O poeta e eu nos ligamos pela poesia. Quando publiquei meu primeiro livro de poemas Sangue de romã, enviei um exemplar a ele com a certeza de que não receberia qualquer resposta.

Porque, em geral, é isso que acontece: editores não se interessam por novos autores, escritores consagrados ignoram os iniciantes. Mas, com Manoel foi diferente. Ele me mandou a sua típica cartinha, elogiando muito a minha poesia, o que me deixou incrédula.

Roberto Romano, o filósofo que fez a apresentação do meu livro, já o elogiara muito. Mesmo assim, eu não acreditava o suficiente na qualidade da minha arte.
Manoel se tornou para mim o que chamo de “pai póetico”. Além de grande amigo, de interlocutor, por vários anos. Agora que o poeta não pode mais me escrever, devido a complicações de saúde, eu me preencho me recordando de nossas conversas por telefone, pensando em seu caráter, em sua humildade de artista que teve a “sorte” de se tornar um nome e vender livros, e relendo-o.

Dentre os presentes que me deu, há uma relíquia: Gramática Expositiva do Chão (Poesia quase toda), 3ª edição, 1996, com Introdução de Berta Waldman, professora de teoria literária da UNICAMP, aposentada. Quando disse a ele que a Berta tinha sido minha professora, me perguntou: você gosta dela? Respondi: gosto sim. É, ela foi muito simpática comigo, ele disse. Neste livro há uma parte valiosa – Conversas por escrito (Entrevistas: 1970 – 1989), que eu adoro ler e reler. É onde encontro o poeta-filósofo. Transcrevo uma das perguntas e respectiva resposta, da entrevista a José Otávio Guizzo, Revista Grifo, Campo Grande, MS, que muito me toca, me acende a lanterna da transfiguração do processo criativo que se confunde com a transfiguração do ser.

Pedido de trabalho – Segundo o bloco de texto, qual é o título do primeiro livro de poemas que quem narra publicou? Baseie-se apenas no bloco de texto.

Dados armazenados –

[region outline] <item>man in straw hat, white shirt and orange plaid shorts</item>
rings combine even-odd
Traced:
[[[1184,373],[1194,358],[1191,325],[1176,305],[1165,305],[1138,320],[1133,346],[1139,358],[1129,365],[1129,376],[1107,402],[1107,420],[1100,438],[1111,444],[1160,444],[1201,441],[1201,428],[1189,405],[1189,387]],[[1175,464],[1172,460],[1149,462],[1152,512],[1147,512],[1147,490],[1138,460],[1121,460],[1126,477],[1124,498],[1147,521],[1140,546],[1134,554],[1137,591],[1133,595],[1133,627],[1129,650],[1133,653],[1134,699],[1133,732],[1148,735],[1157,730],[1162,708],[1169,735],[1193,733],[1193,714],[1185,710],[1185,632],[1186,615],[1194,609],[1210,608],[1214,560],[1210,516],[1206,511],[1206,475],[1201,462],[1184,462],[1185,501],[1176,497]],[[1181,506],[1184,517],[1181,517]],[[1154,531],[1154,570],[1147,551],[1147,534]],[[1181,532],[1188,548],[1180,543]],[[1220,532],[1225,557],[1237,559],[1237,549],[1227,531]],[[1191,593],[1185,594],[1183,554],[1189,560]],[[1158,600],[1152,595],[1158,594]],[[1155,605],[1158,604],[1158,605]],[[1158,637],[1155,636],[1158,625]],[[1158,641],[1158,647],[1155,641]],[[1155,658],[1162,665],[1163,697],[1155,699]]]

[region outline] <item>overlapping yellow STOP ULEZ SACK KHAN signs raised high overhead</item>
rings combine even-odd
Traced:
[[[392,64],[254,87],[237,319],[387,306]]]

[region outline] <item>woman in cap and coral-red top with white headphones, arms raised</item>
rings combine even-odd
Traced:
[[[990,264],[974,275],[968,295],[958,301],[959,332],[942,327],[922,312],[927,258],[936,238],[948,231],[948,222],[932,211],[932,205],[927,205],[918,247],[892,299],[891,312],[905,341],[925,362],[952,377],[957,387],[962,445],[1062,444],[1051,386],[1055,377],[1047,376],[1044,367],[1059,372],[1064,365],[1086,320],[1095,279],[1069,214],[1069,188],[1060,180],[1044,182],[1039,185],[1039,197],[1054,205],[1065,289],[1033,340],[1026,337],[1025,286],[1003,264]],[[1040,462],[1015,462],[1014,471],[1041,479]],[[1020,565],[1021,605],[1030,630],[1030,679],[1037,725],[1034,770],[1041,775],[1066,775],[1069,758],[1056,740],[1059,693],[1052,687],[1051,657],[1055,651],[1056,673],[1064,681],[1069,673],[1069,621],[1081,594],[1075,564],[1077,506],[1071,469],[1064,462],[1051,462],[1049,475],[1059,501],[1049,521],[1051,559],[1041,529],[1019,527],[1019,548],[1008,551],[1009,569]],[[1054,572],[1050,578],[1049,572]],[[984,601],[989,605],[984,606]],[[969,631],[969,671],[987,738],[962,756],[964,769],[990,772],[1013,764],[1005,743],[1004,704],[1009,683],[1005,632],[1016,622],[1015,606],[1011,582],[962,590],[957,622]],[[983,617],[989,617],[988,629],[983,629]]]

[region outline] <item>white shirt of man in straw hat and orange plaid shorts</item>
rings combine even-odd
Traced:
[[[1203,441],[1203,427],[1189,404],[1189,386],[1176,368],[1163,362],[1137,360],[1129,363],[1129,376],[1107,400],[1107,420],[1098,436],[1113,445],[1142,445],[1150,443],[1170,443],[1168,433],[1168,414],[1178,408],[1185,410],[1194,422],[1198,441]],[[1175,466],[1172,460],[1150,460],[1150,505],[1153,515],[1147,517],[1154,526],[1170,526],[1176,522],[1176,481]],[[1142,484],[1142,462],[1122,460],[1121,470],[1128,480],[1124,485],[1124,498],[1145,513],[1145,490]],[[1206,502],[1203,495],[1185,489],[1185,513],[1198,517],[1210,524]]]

Problema resolvido – Sangue de romã.